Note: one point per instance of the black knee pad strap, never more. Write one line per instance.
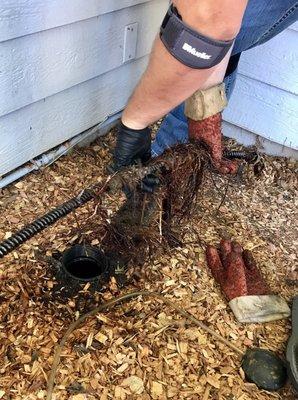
(190, 47)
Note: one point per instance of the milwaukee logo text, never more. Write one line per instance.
(187, 47)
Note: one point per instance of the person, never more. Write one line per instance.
(218, 29)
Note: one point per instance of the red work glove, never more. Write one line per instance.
(242, 283)
(208, 132)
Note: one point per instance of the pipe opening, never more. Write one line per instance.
(84, 263)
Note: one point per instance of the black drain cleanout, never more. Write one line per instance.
(84, 263)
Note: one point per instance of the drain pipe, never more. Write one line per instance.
(53, 155)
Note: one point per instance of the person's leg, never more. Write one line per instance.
(263, 20)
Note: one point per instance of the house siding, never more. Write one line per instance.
(62, 68)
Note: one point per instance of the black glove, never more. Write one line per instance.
(132, 145)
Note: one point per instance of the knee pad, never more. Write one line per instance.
(190, 47)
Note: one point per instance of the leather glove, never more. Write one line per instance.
(208, 132)
(249, 295)
(132, 145)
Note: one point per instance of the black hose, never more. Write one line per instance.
(26, 233)
(12, 243)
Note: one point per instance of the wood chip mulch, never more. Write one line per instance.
(142, 350)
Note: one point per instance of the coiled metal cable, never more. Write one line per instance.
(250, 157)
(26, 233)
(10, 244)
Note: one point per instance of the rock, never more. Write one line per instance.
(265, 369)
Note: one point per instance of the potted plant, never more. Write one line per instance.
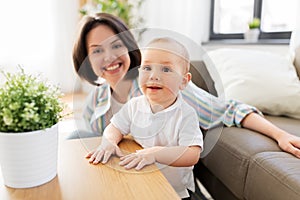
(30, 109)
(252, 34)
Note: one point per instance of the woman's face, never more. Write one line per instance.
(108, 54)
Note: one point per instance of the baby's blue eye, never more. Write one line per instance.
(146, 68)
(166, 69)
(97, 51)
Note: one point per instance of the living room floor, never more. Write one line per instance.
(74, 103)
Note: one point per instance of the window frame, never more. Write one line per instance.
(257, 14)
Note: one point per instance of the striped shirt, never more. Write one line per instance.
(211, 111)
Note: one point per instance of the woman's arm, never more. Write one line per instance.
(286, 141)
(176, 156)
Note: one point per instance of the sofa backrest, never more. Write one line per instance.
(202, 78)
(297, 60)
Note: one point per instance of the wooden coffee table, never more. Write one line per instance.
(78, 180)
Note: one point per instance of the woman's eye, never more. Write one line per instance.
(166, 69)
(146, 68)
(117, 46)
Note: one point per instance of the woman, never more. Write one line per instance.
(105, 49)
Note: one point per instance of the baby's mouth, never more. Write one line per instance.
(154, 87)
(112, 67)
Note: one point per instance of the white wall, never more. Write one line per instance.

**Given request:** Verbatim reproduction of every record is required; images are left out.

**Right answer:**
Note: one point per instance of the black knee pad strap, never more. Write one line per instance.
(190, 47)
Note: one point per instance of the milwaukee logo text, never more. Write one line per instance.
(187, 47)
Note: one point per instance of the person, never more. Write one line per instance.
(218, 29)
Note: one point per instance of the red work glove, never more. Write one line per instance.
(242, 283)
(208, 132)
Note: one point per instance of the pipe opening, never more. Write one line per instance.
(84, 263)
Note: one point per instance of the black drain cleanout, never more. Write one line per instance.
(84, 263)
Note: one point per instance of the drain pipe, never more. Write one line per instance.
(53, 155)
Note: one point per instance of the person's leg, never more. Write one line per instance.
(263, 20)
Note: one point per instance of the house siding, never more. Write one line per instance.
(62, 68)
Note: one point per instance of the black glove, never more. Write one line per instance.
(132, 145)
Note: one point per instance of the knee pad, never more. Write one line per instance.
(190, 47)
Note: one point per instance of the leather glove, never more. Write one line per instance.
(208, 132)
(249, 295)
(132, 145)
Note: one point per instance of the black hose, never more. Write one line per instance.
(26, 233)
(12, 243)
Note: one point per instance of the wood chip mulch, never more. Write one line per instance.
(142, 350)
Note: one point per instance of the coiled metal cable, never more. Write one line per instance.
(250, 157)
(26, 233)
(10, 244)
Note: one point per instance of the rock, never more. Write one line per instance.
(265, 369)
Note: one point per instance of the potted plant, never more. Write one line per instance.
(30, 109)
(252, 34)
Note: one point per instance of the woman's face, never more. Write one line per instance.
(108, 54)
Note: one point per instance of the baby's blue eye, never more. Write one line per instance.
(146, 68)
(166, 69)
(97, 51)
Note: one point per instance of the living room floor, never more. Write one line per instance.
(74, 103)
Note: one point per instance of the window frame, never more. Write one line per instance.
(257, 14)
Note: one point per instance of the striped shirt, never more. Write one line per instance.
(211, 111)
Note: one point per instance of the woman's arm, never more. Write one line per instance.
(286, 141)
(176, 156)
Note: one point per instance of the sofa backrest, never more. Write one line per instance.
(202, 78)
(297, 60)
Note: one point per instance of the wooden coffee table, never more. Write one line per instance.
(78, 180)
Note: one point per instance of the woman's eye, never more. Write one line per instance.
(166, 69)
(146, 68)
(117, 46)
Note: one point per instance of the woman, never more. Write one line per instance.
(105, 49)
Note: one point per instance of the baby's mouth, never more. Write one line per instance.
(154, 87)
(112, 67)
Note: one point per instance of the white wall, never more. Write one line per instance.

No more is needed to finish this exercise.